**Entries supplied**
§ §
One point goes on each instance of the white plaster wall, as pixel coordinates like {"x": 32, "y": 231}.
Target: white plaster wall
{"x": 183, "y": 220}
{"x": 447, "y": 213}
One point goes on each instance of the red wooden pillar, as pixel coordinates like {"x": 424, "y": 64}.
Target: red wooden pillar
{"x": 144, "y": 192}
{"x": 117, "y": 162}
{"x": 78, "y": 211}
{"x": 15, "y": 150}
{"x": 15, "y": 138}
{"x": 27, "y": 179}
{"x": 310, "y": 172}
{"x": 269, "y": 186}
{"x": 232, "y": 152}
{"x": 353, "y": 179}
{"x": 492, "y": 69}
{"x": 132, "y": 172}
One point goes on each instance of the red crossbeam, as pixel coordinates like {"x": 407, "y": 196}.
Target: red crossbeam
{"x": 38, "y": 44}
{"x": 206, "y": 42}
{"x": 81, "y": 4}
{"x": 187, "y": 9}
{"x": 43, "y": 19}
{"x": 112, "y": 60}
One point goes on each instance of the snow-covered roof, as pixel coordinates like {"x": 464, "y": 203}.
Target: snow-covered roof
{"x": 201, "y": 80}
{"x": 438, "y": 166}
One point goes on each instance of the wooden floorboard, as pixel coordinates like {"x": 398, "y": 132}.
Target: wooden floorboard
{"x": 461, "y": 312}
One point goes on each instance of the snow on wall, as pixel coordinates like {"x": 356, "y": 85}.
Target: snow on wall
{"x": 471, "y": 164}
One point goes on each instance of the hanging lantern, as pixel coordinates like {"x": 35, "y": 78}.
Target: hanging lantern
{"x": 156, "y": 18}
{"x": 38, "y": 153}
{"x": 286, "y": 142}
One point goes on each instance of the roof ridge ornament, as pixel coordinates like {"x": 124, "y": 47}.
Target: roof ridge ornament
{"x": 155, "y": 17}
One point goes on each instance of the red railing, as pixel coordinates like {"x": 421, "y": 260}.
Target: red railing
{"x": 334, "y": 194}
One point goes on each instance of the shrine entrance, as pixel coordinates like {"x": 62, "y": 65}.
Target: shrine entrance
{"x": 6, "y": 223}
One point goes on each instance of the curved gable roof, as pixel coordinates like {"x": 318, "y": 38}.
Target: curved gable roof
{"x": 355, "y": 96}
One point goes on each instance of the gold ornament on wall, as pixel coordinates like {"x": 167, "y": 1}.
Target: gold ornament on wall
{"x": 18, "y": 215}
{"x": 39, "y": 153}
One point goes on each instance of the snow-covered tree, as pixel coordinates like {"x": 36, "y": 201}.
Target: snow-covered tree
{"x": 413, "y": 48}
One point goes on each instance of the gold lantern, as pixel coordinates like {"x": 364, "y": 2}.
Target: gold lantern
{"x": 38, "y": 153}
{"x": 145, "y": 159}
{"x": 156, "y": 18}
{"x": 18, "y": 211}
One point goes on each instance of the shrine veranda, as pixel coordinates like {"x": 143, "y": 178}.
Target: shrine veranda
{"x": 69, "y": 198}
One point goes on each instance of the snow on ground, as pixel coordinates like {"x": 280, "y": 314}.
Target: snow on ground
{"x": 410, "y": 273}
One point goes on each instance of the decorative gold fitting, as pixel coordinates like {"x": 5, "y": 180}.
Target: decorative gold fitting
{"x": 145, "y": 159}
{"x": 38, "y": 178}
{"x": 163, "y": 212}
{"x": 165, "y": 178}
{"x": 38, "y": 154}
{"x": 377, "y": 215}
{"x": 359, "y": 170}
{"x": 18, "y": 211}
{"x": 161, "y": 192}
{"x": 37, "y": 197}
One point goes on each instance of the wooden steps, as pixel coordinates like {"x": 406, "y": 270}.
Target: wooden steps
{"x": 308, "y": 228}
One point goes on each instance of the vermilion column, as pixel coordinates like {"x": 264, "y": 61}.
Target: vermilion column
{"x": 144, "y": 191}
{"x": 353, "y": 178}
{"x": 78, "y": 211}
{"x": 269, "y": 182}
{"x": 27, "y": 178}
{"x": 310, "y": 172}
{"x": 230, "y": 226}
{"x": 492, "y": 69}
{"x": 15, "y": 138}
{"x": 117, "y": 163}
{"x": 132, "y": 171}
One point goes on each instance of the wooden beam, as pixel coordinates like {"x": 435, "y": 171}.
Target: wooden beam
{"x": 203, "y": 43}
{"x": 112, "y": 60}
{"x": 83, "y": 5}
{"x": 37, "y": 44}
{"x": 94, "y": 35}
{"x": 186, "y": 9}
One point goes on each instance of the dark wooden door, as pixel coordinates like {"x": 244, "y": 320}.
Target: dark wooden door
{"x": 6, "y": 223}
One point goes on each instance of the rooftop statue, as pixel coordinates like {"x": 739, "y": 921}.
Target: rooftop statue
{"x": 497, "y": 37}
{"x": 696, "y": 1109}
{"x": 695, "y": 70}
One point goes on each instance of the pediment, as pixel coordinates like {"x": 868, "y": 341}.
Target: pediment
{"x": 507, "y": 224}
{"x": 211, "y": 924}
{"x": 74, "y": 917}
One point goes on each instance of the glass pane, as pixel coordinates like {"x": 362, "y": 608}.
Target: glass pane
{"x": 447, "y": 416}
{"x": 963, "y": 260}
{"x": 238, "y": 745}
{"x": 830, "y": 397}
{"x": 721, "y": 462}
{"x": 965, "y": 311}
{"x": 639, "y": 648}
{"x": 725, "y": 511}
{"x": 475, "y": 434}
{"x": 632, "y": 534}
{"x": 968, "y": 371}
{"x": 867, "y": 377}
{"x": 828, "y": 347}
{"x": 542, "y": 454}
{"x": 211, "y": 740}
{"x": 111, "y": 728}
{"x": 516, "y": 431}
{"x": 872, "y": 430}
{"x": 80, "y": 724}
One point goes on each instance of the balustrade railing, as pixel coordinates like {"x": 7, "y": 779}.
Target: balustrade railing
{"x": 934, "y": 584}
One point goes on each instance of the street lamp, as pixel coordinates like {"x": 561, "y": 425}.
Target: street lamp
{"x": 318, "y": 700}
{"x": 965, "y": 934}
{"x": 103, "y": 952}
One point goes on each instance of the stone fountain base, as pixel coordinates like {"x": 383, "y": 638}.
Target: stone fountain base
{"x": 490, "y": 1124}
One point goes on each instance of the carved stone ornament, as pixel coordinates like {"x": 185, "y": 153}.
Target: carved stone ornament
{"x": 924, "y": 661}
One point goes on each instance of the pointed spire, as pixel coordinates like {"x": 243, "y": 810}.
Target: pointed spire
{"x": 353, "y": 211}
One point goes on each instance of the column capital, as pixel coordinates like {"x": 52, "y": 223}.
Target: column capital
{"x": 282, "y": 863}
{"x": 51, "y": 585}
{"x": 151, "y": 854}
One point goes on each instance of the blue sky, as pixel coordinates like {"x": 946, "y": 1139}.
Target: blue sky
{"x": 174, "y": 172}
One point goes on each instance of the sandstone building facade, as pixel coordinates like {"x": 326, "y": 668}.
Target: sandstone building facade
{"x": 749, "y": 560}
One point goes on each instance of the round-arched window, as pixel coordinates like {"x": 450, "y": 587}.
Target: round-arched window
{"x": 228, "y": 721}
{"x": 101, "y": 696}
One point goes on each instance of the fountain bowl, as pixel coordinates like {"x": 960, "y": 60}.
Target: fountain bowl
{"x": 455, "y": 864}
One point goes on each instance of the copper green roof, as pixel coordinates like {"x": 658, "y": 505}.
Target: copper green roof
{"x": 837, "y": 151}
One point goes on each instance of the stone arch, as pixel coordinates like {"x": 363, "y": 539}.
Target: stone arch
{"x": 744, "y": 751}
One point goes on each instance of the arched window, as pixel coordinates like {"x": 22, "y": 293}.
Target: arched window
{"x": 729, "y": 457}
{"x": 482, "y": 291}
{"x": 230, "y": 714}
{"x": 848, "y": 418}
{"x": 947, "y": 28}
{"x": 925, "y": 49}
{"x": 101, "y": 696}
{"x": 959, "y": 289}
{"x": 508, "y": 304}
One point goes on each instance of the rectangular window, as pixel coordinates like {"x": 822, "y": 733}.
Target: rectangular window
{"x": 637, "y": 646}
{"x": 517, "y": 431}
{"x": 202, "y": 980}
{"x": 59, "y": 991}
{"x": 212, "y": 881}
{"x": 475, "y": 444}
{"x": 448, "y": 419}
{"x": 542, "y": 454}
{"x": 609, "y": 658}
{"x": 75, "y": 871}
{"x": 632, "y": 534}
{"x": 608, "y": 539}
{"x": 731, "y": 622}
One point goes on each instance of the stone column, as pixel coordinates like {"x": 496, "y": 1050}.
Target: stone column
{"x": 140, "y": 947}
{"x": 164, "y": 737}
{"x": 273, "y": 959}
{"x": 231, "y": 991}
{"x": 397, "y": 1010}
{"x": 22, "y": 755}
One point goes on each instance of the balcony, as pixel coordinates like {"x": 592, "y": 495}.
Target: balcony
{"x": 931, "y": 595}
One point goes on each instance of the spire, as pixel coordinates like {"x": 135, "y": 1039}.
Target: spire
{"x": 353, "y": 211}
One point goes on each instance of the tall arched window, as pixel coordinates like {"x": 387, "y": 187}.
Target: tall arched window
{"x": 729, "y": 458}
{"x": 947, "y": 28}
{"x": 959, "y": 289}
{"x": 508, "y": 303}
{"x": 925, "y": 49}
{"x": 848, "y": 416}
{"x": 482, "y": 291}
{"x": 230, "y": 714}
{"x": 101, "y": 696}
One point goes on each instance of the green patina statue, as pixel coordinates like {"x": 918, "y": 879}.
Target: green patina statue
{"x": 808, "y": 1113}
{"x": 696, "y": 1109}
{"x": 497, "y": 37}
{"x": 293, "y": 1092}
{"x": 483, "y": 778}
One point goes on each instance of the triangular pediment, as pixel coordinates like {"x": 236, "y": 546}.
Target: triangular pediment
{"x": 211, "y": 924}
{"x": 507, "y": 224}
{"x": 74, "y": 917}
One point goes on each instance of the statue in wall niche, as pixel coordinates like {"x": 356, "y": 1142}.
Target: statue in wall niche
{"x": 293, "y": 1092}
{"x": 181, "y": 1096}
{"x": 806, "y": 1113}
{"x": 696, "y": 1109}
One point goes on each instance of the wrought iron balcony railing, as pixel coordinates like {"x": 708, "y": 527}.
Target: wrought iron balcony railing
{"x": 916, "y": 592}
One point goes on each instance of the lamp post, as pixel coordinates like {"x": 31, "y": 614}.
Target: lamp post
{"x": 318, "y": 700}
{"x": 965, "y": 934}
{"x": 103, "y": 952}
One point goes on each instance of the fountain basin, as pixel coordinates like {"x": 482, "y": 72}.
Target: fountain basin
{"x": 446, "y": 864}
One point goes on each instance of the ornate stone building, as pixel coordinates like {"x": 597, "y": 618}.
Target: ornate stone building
§ §
**What is being asked**
Write out the lines of the listing above as a numbered list, from the line containing "One point goes on each instance of the ornate" through the end of the listing, both included, leaving out any blank lines.

**Response below**
1. One point goes on each instance of the ornate stone building, as pixel coordinates like {"x": 597, "y": 618}.
2. Target: ornate stone building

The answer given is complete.